== Data section
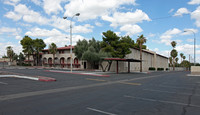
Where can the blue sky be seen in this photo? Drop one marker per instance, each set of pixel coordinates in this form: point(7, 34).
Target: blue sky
point(161, 21)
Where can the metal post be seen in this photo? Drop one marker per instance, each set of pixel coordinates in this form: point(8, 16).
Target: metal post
point(71, 44)
point(77, 14)
point(194, 45)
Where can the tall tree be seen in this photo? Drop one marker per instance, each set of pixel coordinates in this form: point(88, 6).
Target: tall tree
point(170, 61)
point(53, 50)
point(181, 55)
point(80, 48)
point(38, 46)
point(27, 45)
point(184, 57)
point(173, 53)
point(173, 43)
point(176, 59)
point(141, 40)
point(21, 58)
point(10, 53)
point(114, 45)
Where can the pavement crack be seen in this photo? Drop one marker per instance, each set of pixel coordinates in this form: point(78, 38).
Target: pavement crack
point(189, 100)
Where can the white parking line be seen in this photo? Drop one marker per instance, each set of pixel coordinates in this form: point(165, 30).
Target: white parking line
point(168, 92)
point(161, 101)
point(107, 113)
point(3, 83)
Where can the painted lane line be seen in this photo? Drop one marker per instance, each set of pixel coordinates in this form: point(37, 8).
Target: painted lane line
point(3, 83)
point(153, 90)
point(175, 87)
point(90, 74)
point(96, 110)
point(161, 101)
point(130, 83)
point(95, 79)
point(49, 91)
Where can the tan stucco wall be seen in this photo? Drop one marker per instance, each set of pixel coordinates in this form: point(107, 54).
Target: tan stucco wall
point(195, 70)
point(149, 59)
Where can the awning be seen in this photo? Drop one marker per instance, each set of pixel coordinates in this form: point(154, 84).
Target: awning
point(122, 59)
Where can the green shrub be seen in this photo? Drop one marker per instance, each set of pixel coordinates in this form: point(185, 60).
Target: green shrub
point(152, 68)
point(160, 69)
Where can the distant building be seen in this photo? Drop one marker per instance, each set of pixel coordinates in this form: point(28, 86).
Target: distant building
point(62, 58)
point(149, 59)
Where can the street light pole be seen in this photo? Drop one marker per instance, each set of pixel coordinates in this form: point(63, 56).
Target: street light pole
point(194, 44)
point(77, 14)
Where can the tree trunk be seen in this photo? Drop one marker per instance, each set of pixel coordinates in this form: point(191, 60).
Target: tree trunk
point(141, 57)
point(110, 63)
point(53, 60)
point(28, 59)
point(173, 64)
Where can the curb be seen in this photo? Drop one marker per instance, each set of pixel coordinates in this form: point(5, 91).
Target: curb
point(37, 78)
point(90, 74)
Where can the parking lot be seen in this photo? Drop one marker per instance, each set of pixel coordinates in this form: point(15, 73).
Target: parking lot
point(156, 93)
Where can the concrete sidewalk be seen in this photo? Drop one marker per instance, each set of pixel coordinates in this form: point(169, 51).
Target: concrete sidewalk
point(37, 78)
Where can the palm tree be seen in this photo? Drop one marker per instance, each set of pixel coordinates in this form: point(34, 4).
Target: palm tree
point(170, 61)
point(173, 43)
point(176, 59)
point(27, 45)
point(141, 40)
point(184, 57)
point(181, 54)
point(10, 52)
point(53, 50)
point(174, 53)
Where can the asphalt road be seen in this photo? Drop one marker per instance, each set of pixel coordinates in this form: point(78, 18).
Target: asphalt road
point(157, 93)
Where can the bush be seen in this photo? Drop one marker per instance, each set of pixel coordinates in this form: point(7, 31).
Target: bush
point(152, 68)
point(24, 64)
point(160, 69)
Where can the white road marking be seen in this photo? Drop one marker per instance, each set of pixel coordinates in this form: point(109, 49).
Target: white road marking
point(42, 92)
point(3, 83)
point(161, 101)
point(107, 113)
point(168, 92)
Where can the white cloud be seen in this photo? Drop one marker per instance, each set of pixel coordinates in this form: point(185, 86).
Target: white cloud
point(166, 37)
point(62, 41)
point(64, 25)
point(91, 9)
point(16, 47)
point(171, 10)
point(21, 11)
point(87, 28)
point(151, 35)
point(181, 11)
point(12, 31)
point(52, 6)
point(190, 40)
point(11, 2)
point(187, 48)
point(37, 2)
point(14, 16)
point(196, 15)
point(120, 18)
point(131, 29)
point(192, 2)
point(38, 32)
point(98, 24)
point(189, 31)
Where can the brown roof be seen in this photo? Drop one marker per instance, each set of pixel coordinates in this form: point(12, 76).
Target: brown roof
point(61, 48)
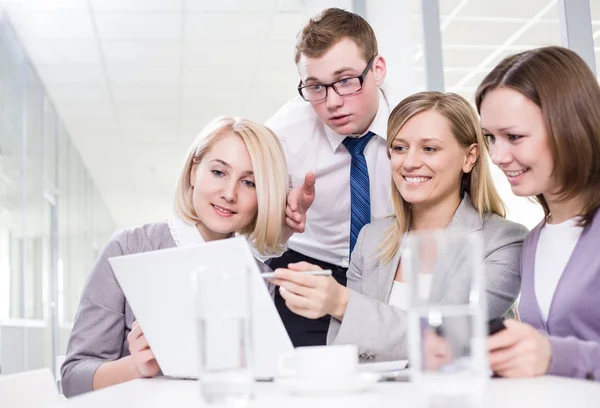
====
**Work instructions**
Set down, exactly as they appear above, all lines from the one that has "Target: blue sky" down to the one that has "Where can the tall", including those two and no others.

**Response to the task**
Target: blue sky
point(161, 21)
Where can the metal post be seen in this photo? Drop one marker per instance, each set of pixel coordinates in this form: point(8, 16).
Target: metal post
point(71, 44)
point(77, 14)
point(194, 45)
Where can the tall tree be seen in this photo? Drop one marker per instance, each set of pixel coordinates in this form: point(88, 6).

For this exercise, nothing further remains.